Task to carry out | From the patent text on microfluidic flow switching, list every kind of internal actuating mechanism it names as a conventional way to valve or gate liquid.

Text excerpt |
FIELD OF THE INVENTIONThe field of the invention generally relates to microfluidic devices and methods used to gate or switch fluids into different flow paths or channels. More specifically, the field of the invention relates to methods and devices for switching the direction of fluid flow in a microfluidic structure having a common inlet and two outlet channels embedded in a microfluidic device such as a microfluidic compact disc (CD).
BACKGROUND OF THE INVENTIONMicrofluidic devices are becoming increasingly more important in both research and commercial applications. Microfluidic devices, for example, are able to mix and react reagents in small quantities, thereby minimizing reagent costs. These same microfluidic devices also have a relatively small size or “footprint,” thereby saving on laboratory space. For example, microfluidic devices are increasingly being used in clinical applications. Finally, because of their small scale, microfluidic devices are able to quickly and cost effectively synthesize products which can later be used in research and/or commercial applications.
For many microfluidic-based devices, there is a need to valve or switch fluids from one flow path to another. Typically, the valving or gating of a liquid in microfluidic-based systems has been exploited using internal actuating components (e.g., piezoelectric, pneumatic, or magnetic-assisted mechanisms). However, such switching modalities require additional fabrication steps to manufacture the device, thereby imposing higher costs and more complexity with respect to integration. There thus is a need for a reliable method and device for valving or switching fluid flow from one path to another. The switching method may advantageously be incorporated into microfluidic-based devices. Similarly, there is a need for a microfluidic switch that can be created with a minimum number of fabrication steps. Moreover, the switch preferably has few, if any, moving components that would add to the complexity of the switch.
SUMMARY OF THE INVENTIONIn a first aspect of the invention, a method of switching fluid flow in a microfluidic device includes the steps of providing a rotationally driven substrate having a radially-oriented microchannel disposed in the substrate. The radially-oriented microchannel terminates at a junction point branching into a first outlet channel and a second outlet channel. In one embodiment, the channels are formed as an inverted Y on the substrate. Fluid is provided in communication with the radially-oriented microchannel, for example, by a coupled reservoir or other microchannel. The substrate is then rotated about a central axis in a clockwise direction so as to cause the fluid to flow into the first outlet channel and rotated about the central axis in a counter-clockwise direction so as to cause fluid to flow into the second outlet channel.
In one aspect of the invention, the rotationally driven substrate is rotated at a relatively low angular frequency, e.g., at or above about 90 rad/second. The rotationally driven substrate may be formed, for example, from a compact disc (CD) that is rotationally driven via a rotatable platen or the like. In still another aspect of the invention, the various channels may be connected to chambers or other channels. For example, the radially-oriented microchannel may terminate at an end opposite the junction into a sample or reservoir chamber. Likewise, the first and second outlet channels may terminate into respective first and second outlet chambers. In still other aspects of the invention, first and second outlet chambers may be coupled directly the junction point.

Entries shown |
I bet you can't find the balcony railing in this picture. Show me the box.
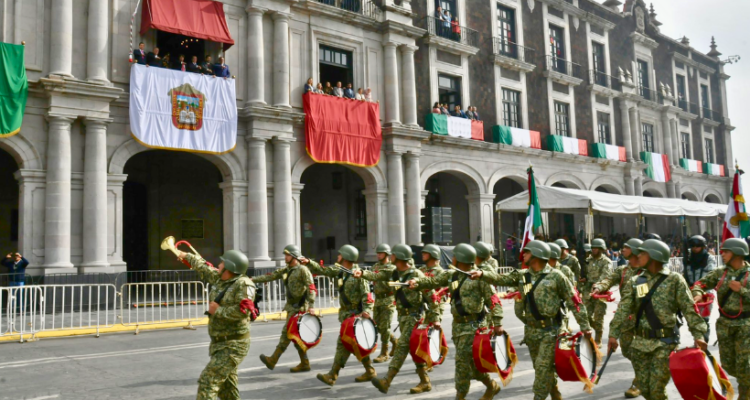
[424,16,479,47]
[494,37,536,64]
--
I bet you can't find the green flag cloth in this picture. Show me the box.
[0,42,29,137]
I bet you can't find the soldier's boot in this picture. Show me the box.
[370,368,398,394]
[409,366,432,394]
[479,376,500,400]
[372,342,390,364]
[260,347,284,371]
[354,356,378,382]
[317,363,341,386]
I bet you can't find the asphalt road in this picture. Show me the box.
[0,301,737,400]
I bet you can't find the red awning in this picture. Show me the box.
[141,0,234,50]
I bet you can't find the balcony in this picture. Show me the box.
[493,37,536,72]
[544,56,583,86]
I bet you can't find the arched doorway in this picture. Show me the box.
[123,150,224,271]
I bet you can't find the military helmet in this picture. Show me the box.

Output of the task | Piezoelectric, pneumatic, and magnetic-assisted mechanisms.